■ Fragment dokumentu ■
Estoński CIT – plan jego wprowadzenia do polskiego systemu podatkowego budził wielkie nadzieje szczególnie dla start-upów, którym zależało na reinwestowaniu zysków bez podatku. Szybko jednak te nadzieje się rozwiały, gdy w 2021 r. wszedł w życie estoński CIT 1.0. Warunki skorzystania z tej formy opodatkowania dochodów spółek oraz kompletnie do tej pory obce rozwiązania podatkowe spowodowały, że z eksperymentalnej formy ryczałtu dla spółek skorzystało w 2021 r. około 300 podmiotów.

Gdy tak głośno reklamowany przez Ministerstwo Finansów projekt okazał się fiaskiem rozpoczęto prace nad jego „ucywilizowaniem”. Przyznać należy, że estoński CIT 2.0 okazał się jasną gwiazdką na ciemnym niebie w realiach Polskiego Ładu.

CIT Estoński – wróćmy do początku

Ryczałt od dochodów spółek zwany potocznie estońskim (gdyż ten CIT wzorowany jest na skandynawskim pomyśle) opiera się na zasadzie, że spółka nie płaci podatku dochodowego tak długo, jak nie wypłaca zysku do wspólników. Właśnie dlatego na pomysł wprowadzenia go w Polsce z takim utęsknieniem czekały start-upy. Dzięki temu w początkowej fazie, gdy wypracowane środki są reinwestowane i nie traci się tak cennego kapitału na zapłatę podatku. Ku wielkiemu rozczarowaniu polskich przedsiębiorców pierwotna wersja estońskiego CIT obwarowana została tak wieloma warunkami, że nie znalazło się wielu odważnych, aby być królikiem doświadczalnym polskiej legislacji.

■ Wyodrębnione wpisy ■

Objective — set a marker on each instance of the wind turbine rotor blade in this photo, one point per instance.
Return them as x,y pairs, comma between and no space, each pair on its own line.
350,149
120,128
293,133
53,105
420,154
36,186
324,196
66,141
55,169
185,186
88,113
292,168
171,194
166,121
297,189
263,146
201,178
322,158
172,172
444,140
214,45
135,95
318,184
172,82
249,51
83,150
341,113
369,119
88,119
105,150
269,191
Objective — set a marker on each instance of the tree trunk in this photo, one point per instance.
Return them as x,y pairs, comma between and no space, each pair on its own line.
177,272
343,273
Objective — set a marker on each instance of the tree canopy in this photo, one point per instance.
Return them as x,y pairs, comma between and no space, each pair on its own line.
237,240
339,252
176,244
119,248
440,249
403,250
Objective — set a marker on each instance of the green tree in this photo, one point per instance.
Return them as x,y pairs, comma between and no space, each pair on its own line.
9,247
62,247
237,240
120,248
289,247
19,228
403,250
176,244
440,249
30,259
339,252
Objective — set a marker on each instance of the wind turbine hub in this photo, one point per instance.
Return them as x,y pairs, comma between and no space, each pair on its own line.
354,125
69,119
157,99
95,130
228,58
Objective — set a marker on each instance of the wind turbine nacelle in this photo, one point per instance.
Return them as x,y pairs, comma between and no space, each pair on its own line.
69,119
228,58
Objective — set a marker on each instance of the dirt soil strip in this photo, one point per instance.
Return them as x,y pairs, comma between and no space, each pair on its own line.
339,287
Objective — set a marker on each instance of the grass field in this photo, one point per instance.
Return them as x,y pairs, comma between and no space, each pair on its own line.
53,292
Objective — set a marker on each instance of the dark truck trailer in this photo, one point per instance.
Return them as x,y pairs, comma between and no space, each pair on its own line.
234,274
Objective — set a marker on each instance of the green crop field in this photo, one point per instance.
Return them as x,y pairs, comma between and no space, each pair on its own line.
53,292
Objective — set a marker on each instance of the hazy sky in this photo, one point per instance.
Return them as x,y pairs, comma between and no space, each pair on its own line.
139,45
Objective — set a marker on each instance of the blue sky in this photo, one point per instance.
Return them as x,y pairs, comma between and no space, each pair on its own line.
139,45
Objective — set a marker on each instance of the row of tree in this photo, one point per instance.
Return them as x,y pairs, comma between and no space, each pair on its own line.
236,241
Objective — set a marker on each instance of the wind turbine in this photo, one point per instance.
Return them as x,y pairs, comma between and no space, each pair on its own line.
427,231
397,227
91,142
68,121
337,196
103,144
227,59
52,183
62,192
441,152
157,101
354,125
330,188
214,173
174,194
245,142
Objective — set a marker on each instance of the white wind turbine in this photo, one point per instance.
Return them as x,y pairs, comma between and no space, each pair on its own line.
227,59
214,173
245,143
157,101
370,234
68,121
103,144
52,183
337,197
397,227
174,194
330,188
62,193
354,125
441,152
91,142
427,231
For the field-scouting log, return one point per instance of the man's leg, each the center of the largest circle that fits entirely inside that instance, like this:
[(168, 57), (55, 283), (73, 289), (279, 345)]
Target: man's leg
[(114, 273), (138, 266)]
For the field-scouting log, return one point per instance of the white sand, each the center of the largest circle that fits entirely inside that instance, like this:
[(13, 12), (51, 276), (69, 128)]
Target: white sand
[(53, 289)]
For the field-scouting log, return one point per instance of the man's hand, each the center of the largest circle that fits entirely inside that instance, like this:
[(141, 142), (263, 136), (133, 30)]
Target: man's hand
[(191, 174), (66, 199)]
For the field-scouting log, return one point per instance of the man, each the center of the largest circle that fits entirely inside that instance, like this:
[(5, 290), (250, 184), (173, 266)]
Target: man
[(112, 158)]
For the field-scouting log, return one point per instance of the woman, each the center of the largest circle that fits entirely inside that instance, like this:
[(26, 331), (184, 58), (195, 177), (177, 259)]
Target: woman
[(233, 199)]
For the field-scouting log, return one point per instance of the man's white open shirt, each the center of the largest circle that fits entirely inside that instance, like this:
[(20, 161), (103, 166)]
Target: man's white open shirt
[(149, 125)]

■ Twoje polecenie ■
Przepisz w całości tekst o estońskim CIT, nie zmieniając w nim ani słowa.

■ Rozwiązanie ■
Estoński CIT – plan jego wprowadzenia do polskiego systemu podatkowego budził wielkie nadzieje szczególnie dla start-upów, którym zależało na reinwestowaniu zysków bez podatku. Szybko jednak te nadzieje się rozwiały, gdy w 2021 r. wszedł w życie estoński CIT 1.0. Warunki skorzystania z tej formy opodatkowania dochodów spółek oraz kompletnie do tej pory obce rozwiązania podatkowe spowodowały, że z eksperymentalnej formy ryczałtu dla spółek skorzystało w 2021 r. około 300 podmiotów.

Gdy tak głośno reklamowany przez Ministerstwo Finansów projekt okazał się fiaskiem rozpoczęto prace nad jego „ucywilizowaniem”. Przyznać należy, że estoński CIT 2.0 okazał się jasną gwiazdką na ciemnym niebie w realiach Polskiego Ładu.

CIT Estoński – wróćmy do początku

Ryczałt od dochodów spółek zwany potocznie estońskim (gdyż ten CIT wzorowany jest na skandynawskim pomyśle) opiera się na zasadzie, że spółka nie płaci podatku dochodowego tak długo, jak nie wypłaca zysku do wspólników. Właśnie dlatego na pomysł wprowadzenia go w Polsce z takim utęsknieniem czekały start-upy. Dzięki temu w początkowej fazie, gdy wypracowane środki są reinwestowane i nie traci się tak cennego kapitału na zapłatę podatku. Ku wielkiemu rozczarowaniu polskich przedsiębiorców pierwotna wersja estońskiego CIT obwarowana została tak wieloma warunkami, że nie znalazło się wielu odważnych, aby być królikiem doświadczalnym polskiej legislacji.